Stored data entries
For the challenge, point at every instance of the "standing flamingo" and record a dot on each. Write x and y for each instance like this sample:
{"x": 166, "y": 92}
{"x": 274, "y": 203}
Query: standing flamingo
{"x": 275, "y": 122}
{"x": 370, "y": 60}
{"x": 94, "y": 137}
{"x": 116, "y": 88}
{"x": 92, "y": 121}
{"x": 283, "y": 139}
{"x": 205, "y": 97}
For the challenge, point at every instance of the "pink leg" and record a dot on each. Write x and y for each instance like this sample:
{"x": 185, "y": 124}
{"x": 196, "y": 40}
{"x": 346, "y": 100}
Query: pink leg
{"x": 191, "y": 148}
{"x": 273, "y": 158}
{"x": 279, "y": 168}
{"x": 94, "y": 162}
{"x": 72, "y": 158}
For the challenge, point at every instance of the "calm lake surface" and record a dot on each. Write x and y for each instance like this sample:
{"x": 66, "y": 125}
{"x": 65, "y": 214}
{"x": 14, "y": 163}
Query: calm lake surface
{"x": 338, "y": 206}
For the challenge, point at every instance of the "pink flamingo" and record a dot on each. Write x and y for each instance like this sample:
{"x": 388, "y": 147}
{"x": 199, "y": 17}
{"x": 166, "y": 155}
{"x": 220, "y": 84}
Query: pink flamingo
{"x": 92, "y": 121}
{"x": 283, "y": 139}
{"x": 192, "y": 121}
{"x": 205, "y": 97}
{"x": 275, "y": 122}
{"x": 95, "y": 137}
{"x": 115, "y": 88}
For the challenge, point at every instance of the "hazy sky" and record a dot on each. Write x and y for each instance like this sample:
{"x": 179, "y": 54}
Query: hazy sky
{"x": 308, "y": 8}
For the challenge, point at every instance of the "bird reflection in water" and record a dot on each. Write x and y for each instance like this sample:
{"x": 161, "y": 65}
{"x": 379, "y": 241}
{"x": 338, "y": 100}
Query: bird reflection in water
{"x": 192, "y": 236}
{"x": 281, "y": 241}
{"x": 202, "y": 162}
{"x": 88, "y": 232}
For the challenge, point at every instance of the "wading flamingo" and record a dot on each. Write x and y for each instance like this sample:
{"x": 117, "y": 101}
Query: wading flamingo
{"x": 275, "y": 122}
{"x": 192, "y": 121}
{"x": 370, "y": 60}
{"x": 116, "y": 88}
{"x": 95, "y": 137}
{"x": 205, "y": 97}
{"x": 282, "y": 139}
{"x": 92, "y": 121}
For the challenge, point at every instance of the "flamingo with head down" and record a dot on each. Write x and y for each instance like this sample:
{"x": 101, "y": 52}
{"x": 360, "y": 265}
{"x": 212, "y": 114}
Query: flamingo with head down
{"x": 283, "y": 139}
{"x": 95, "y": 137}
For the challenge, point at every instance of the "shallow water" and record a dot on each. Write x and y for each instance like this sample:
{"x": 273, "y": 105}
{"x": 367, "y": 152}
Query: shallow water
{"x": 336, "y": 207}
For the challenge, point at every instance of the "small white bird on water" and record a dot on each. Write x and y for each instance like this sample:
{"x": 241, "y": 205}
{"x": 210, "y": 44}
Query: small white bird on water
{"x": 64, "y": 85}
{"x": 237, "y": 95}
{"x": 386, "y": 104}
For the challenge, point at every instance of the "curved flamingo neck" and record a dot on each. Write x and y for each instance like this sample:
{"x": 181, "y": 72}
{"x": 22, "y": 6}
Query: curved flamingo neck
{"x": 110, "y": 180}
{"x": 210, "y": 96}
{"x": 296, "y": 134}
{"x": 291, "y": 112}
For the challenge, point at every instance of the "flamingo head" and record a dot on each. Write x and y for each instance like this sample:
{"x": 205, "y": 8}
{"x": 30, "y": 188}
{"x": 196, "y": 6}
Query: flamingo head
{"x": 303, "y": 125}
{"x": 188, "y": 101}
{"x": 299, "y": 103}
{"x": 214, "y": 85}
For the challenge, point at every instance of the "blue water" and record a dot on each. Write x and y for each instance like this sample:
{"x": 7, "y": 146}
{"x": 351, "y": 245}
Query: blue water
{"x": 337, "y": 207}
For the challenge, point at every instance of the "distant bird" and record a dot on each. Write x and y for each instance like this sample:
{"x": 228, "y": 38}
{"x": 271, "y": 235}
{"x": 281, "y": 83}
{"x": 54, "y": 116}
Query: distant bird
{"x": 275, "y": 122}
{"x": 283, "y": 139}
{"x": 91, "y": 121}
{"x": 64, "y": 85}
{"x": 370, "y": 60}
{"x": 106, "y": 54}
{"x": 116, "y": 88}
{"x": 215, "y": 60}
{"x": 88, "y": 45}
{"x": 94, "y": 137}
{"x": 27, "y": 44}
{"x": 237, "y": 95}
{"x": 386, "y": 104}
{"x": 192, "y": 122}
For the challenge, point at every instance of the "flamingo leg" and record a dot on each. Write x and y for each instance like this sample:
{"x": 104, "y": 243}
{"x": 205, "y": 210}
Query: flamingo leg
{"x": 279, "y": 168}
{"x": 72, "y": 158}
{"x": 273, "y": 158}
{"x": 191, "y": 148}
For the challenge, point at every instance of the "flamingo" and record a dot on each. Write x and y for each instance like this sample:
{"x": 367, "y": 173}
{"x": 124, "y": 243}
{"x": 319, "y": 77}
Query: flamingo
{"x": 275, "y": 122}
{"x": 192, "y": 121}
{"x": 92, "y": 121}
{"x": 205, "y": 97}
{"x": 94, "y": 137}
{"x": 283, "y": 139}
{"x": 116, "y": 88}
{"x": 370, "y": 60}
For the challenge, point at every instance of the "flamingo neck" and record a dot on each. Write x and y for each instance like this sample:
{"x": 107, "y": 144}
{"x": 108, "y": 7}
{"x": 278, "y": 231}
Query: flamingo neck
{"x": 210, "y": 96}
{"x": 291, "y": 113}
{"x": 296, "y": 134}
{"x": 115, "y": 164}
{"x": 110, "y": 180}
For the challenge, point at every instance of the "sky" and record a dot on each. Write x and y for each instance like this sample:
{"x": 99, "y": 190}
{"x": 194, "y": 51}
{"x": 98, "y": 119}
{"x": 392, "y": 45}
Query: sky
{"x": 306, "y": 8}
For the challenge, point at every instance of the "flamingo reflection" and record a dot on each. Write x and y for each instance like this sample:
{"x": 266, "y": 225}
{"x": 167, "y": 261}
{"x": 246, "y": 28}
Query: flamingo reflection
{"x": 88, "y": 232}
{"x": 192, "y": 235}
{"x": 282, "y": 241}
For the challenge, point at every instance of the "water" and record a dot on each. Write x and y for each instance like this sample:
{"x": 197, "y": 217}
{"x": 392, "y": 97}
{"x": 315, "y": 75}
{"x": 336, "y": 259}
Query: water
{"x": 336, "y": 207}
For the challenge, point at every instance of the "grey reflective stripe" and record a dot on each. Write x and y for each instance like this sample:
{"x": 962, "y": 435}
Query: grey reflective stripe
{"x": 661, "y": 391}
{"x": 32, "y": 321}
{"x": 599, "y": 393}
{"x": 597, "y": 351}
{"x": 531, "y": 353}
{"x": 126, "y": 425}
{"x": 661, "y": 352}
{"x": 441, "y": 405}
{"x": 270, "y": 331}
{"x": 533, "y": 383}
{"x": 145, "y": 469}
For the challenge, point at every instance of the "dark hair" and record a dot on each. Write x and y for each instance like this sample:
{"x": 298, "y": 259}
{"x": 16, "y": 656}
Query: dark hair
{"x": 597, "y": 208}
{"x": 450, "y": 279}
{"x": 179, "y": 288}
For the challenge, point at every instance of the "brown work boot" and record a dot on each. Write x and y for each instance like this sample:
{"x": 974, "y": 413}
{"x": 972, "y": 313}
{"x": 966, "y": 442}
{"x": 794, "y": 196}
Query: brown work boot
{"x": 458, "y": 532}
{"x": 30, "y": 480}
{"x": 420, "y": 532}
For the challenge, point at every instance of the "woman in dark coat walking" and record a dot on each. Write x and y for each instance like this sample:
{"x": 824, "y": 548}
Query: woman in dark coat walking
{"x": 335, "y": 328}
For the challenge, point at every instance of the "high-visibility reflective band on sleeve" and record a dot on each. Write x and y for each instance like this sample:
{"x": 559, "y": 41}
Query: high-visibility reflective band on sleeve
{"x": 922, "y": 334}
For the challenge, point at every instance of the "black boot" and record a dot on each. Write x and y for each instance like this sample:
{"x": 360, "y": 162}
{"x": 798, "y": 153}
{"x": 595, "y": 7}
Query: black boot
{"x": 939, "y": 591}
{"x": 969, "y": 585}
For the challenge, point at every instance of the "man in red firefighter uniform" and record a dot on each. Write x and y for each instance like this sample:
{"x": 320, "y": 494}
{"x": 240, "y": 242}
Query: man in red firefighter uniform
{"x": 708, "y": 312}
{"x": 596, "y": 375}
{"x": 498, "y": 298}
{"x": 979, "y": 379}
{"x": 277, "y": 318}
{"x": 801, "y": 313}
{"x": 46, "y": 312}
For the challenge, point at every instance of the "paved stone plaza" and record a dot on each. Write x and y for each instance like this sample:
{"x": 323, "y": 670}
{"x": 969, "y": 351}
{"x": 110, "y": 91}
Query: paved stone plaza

[AIM OF THE EXERCISE]
For each line of the entries that contains the word "plaza", make a copy.

[EXERCISE ANSWER]
For the challenge, point at every instance of the "paved stone plaza" and record a dot on each. Write x and y for each instance like this sample:
Query: paved stone plaza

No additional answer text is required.